_TEXT PASSAGE_
--- start ---

Working with Jupyter Notebooks

The qsharp pip package provides seamless interoperability between Q# and Python. You can execute Q# code right from your Python script or Jupyter notebook.

Sample Notebooks

For an overview of what you can do with Q# and Python, you can browse the sample Jupyter notebooks at pip/samples/sample.ipynb, pip/samples/azure_submission.ipynb and pip/samples/project.ipynb.

Tutorial: Q# in Jupyter Notebooks and VS Code

In this tutorial we will use VS Code, Q#, Python and Jupyter Notebooks to build a quantum random bit generator, simulate it locally, then submit it to Azure Quantum.

--- end ---

_PROVIDED DATA_
--- start ---

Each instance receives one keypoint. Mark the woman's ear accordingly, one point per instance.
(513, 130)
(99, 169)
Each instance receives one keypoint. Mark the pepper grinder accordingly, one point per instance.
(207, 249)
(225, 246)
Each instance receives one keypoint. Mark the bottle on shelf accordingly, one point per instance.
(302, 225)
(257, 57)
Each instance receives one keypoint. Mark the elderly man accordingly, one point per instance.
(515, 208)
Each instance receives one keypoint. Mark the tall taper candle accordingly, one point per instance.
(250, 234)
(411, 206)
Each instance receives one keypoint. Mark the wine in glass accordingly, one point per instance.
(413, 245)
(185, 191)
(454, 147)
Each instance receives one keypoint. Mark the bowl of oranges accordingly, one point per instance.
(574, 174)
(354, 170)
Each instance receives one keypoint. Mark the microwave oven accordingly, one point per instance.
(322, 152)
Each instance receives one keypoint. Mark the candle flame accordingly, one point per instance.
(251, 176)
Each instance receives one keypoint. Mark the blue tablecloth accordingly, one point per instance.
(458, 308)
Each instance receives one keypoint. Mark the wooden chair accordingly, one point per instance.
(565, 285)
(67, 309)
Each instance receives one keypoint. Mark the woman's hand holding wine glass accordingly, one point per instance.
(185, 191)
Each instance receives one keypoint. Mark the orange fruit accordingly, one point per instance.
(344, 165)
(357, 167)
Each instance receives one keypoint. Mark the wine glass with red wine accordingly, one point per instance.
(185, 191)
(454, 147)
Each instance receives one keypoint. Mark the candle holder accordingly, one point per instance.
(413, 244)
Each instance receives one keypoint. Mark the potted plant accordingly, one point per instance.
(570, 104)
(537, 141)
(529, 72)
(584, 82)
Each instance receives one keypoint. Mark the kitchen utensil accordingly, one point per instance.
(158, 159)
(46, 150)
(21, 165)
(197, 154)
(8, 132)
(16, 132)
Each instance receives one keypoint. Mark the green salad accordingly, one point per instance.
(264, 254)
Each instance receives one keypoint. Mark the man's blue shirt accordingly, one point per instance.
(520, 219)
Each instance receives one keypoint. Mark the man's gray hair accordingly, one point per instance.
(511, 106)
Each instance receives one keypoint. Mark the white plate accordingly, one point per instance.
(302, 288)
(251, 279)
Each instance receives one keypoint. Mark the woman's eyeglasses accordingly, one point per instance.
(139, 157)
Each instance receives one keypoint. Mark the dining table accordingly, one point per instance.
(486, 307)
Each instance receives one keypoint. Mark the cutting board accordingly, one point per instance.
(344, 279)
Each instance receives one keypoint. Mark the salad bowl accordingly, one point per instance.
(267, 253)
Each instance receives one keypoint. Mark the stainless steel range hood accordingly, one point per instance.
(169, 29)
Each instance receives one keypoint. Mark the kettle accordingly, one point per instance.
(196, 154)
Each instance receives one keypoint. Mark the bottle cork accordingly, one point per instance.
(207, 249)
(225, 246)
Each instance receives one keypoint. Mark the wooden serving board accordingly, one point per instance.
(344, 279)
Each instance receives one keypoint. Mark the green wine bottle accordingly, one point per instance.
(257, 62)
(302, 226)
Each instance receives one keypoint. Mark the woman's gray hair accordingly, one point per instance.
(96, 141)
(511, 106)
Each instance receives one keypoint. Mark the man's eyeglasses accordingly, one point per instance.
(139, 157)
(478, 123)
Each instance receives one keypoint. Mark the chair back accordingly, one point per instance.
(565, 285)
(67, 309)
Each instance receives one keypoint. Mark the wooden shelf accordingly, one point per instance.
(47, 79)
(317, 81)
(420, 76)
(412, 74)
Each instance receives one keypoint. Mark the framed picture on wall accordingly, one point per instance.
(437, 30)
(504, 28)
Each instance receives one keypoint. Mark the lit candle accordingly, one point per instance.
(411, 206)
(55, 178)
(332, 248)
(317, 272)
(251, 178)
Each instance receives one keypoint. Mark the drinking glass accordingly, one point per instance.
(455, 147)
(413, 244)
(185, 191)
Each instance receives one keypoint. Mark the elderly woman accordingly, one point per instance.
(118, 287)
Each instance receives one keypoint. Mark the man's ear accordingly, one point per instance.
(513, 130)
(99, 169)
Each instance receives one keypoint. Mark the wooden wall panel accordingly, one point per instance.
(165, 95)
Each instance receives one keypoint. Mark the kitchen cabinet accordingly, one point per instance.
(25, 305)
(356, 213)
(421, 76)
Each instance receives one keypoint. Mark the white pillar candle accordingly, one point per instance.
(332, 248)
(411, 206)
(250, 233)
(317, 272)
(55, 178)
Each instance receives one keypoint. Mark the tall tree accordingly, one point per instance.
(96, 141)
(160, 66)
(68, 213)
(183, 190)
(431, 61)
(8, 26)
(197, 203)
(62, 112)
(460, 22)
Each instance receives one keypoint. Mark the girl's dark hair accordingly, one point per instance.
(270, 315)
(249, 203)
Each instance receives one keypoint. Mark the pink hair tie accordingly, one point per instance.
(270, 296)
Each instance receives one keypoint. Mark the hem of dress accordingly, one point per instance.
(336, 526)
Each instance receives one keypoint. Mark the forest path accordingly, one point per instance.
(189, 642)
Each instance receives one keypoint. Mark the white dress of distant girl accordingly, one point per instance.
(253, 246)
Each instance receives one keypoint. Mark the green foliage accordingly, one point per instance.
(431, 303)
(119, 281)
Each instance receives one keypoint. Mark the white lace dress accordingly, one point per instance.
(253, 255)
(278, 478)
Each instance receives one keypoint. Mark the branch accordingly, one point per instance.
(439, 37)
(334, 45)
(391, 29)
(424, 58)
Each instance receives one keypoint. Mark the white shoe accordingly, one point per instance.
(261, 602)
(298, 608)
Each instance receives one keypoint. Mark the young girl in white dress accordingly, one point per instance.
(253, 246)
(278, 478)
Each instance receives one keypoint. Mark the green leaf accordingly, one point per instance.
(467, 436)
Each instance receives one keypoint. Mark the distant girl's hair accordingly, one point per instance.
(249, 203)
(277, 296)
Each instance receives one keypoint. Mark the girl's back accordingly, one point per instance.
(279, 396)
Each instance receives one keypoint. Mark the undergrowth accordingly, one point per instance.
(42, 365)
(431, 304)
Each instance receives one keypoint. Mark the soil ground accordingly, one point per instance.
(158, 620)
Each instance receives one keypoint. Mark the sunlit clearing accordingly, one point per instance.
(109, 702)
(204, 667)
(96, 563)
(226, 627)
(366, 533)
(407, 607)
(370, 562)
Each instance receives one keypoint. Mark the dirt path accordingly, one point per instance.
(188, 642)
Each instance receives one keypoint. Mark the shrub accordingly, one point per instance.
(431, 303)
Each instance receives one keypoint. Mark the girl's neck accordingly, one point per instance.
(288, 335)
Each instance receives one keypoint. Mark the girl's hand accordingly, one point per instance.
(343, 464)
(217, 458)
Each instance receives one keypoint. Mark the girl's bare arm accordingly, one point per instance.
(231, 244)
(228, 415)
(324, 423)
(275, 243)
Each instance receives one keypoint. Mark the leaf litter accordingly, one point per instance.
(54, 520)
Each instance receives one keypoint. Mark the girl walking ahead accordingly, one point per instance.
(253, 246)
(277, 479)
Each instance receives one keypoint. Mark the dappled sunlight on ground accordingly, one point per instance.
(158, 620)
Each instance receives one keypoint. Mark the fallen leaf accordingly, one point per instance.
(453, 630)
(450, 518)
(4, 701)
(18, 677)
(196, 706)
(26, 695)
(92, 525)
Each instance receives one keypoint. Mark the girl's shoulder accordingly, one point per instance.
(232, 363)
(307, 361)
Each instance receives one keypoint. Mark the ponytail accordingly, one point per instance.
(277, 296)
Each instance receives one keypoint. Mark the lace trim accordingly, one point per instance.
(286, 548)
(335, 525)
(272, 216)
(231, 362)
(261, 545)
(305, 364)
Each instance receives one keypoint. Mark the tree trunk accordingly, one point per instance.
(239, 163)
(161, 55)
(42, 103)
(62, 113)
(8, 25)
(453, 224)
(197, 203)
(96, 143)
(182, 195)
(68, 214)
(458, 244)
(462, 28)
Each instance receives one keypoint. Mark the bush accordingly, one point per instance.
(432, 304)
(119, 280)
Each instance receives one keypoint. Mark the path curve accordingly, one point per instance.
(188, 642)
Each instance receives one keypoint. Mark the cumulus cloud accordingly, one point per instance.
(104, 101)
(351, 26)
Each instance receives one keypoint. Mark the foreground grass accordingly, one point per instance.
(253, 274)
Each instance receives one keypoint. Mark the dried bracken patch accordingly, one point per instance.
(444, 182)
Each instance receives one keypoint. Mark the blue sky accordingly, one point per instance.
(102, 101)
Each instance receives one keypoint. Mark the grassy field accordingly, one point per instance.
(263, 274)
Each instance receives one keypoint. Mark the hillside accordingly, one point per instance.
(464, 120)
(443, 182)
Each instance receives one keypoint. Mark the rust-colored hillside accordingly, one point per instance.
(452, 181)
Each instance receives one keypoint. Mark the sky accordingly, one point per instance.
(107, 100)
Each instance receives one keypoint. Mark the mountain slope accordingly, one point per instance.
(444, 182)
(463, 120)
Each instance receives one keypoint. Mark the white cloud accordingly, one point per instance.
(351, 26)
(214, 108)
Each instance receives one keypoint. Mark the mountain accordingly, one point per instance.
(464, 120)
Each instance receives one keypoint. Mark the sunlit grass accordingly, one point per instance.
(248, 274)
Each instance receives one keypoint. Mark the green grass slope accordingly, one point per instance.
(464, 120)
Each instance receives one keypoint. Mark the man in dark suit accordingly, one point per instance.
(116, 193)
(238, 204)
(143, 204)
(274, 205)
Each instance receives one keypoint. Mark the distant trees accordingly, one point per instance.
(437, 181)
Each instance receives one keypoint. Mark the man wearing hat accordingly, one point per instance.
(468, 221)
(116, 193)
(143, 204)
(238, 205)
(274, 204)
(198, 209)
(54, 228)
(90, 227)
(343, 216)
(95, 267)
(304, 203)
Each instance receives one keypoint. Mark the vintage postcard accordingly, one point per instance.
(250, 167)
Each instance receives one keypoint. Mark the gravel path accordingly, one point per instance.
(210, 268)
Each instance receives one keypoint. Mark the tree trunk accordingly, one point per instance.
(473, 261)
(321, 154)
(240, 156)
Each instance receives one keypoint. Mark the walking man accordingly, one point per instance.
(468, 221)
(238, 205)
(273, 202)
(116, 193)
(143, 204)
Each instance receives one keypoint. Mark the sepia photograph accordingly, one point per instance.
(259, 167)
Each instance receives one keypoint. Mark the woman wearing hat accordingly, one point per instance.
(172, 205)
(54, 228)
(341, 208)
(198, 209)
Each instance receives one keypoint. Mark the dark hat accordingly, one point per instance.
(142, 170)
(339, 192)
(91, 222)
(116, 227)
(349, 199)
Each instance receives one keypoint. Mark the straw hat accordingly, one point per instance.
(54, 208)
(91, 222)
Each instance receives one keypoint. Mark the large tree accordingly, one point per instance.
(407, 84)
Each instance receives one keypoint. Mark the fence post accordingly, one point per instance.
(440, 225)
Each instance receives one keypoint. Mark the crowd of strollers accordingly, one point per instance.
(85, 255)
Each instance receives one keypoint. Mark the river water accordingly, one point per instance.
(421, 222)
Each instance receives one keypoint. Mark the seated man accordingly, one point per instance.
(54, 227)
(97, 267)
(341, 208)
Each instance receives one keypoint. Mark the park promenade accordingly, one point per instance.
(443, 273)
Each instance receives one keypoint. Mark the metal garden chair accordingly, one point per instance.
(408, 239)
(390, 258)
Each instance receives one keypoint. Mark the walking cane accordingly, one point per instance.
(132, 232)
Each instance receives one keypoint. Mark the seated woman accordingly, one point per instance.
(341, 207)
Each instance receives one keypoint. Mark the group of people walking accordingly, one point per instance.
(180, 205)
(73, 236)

--- end ---

_DIRECTIVES_
a) Rewrite the paragraph of the page on Jupyter Notebooks that begins "For an overview of what you can do" as a short list, keeping its main facts.
b) Carry on the page on Jupyter Notebooks from its last sentence, the one that introduces the tutorial.
The lines above are separate material and are not part of the page on Jupyter Notebooks.

_OUTPUTS BY TASK_
a)
Sample Jupyter notebooks that give an overview of Q# with Python:
- pip/samples/sample.ipynb
- pip/samples/azure_submission.ipynb
- pip/samples/project.ipynb

b)
1. Install VS Code and extensions
2. Create a Jupyter Notebook
3. Install qsharp
4. Run Q# in a notebook cell
5. Use Q# operation results from Python
6. Run multiple shots of the simulation
7. Plot simulation results in a histogram
8. Compile your program using the Base profile
9. Submit to Azure Quantum

1. Install VS Code and extensions

VS Code can be downloaded at: Visual Studio Code - Code Editing. Redefined

You will also need to install the following extensions for VS Code:

• Python: Python - Visual Studio Marketplace
• Jupyter extension pack: Jupyter - Visual Studio Marketplace
• Azure Quantum Developer Kit: Azure Quantum Developer Kit (QDK) Preview - Visual Studio Marketplace

For more information on getting started with Jupyter Notebooks in VS Code, see the documentation at VS Code: Working with Jupyter Notebooks in Visual Studio Code

2. Create a Jupyter Notebook

From the command palette in VS Code, select "Create: New Jupyter Notebook".

In the upper right hand corner of the notebook, VS Code will display the version of Python and the virtual Python environment that was selected for the notebook.

If VS Code could not find a suitable Python environment, there will be a button instead to select a Jupyter kernel. Click on it and follow the prompts to create or select a Python environment.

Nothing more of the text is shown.